PASSAGE SHOWN.
Initial revision

git-svn-id: svn+ssh://scm.gforge.inria.fr/svn/coq/trunk@8143 85f007b7-540e-0410-9357-904b9bb8a0f7
author: filliatr 2000-12-12 22:36:15 +0000
committer: filliatr 2000-12-12 22:36:15 +0000
commit: b6018c78b25da14d4f44cf10de692f968cba1e98 (patch)
tree: c152b9761b70cbc554efdc2f05f3a995444ed259 /doc/Cases.tex
parent: 88e2679b89a32189673b808acfe3d6181a38c000 (diff)
1 files changed, 610 insertions, 0 deletions
diff --git a/doc/Cases.tex b/doc/Cases.tex
new file mode 100644
index 0000000000..559c9e15b7
--- /dev/null
+++ b/doc/Cases.tex
@@ -0,0 +1,610 @@
+\achapter{ML-style pattern-matching}\defaultheaders
+\aauthor{Cristina Cornes}
+
+\label{Mult-Cases-full}
+\ttindex{Cases}
+\index{ML-like patterns}
+
+This section describes the full form of pattern-matching in {\Coq} terms.

Location identification entries:
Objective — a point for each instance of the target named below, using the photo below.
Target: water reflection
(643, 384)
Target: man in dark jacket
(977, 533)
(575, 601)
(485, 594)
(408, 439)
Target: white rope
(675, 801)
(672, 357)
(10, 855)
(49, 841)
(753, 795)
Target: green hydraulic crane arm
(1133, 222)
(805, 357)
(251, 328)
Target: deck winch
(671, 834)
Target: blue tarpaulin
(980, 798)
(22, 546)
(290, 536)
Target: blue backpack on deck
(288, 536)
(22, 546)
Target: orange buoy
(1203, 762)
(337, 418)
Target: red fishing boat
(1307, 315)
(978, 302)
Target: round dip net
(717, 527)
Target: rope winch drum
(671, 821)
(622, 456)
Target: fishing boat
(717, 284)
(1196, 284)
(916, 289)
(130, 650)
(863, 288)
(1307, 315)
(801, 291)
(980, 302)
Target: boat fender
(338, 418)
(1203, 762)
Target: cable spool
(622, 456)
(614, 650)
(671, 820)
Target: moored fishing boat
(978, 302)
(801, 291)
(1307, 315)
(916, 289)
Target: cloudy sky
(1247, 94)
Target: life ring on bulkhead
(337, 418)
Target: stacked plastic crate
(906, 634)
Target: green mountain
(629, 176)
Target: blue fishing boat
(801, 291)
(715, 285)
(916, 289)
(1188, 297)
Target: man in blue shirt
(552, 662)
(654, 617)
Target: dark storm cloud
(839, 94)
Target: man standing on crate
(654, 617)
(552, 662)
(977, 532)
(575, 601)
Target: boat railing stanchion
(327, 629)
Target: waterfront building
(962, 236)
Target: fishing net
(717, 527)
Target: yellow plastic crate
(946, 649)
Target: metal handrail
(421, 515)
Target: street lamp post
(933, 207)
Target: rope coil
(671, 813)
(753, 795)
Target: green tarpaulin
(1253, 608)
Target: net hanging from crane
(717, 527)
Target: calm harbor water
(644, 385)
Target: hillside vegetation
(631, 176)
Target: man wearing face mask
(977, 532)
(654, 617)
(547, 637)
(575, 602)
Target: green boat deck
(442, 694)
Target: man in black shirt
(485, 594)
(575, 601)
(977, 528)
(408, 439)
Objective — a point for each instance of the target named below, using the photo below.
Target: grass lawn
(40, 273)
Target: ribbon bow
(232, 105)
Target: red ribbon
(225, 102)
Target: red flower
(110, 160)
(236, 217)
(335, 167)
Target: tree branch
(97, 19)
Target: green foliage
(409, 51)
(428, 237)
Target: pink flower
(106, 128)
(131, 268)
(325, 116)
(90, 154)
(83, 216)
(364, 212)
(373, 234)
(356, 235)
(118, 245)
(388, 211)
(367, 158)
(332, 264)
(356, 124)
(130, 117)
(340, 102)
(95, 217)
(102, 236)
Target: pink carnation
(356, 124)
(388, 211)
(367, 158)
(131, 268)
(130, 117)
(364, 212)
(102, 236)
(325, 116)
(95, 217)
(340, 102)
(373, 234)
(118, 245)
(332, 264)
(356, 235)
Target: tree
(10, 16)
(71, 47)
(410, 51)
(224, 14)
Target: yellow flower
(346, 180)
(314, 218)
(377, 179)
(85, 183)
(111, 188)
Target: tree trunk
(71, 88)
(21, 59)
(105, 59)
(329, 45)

EXERCISE INSTRUCTIONS.
a) Translate this sentence from the commit page into Spanish: "This section describes the full form of pattern-matching in {\Coq} terms."
b) Reproduce the part of the commit page between "Initial revision" and "parent: 88e2679b89a32189673b808acfe3d6181a38c000 (diff)", inclusive.
c) What file does the change on the commit page add?

PER-TASK OUTPUTS.
a) Esta sección describe la forma completa de la coincidencia de patrones en términos de {\Coq}.

b)
Initial revision

git-svn-id: svn+ssh://scm.gforge.inria.fr/svn/coq/trunk@8143 85f007b7-540e-0410-9357-904b9bb8a0f7
author: filliatr 2000-12-12 22:36:15 +0000
committer: filliatr 2000-12-12 22:36:15 +0000
commit: b6018c78b25da14d4f44cf10de692f968cba1e98 (patch)
tree: c152b9761b70cbc554efdc2f05f3a995444ed259 /doc/Cases.tex
parent: 88e2679b89a32189673b808acfe3d6181a38c000 (diff)

c) doc/Cases.tex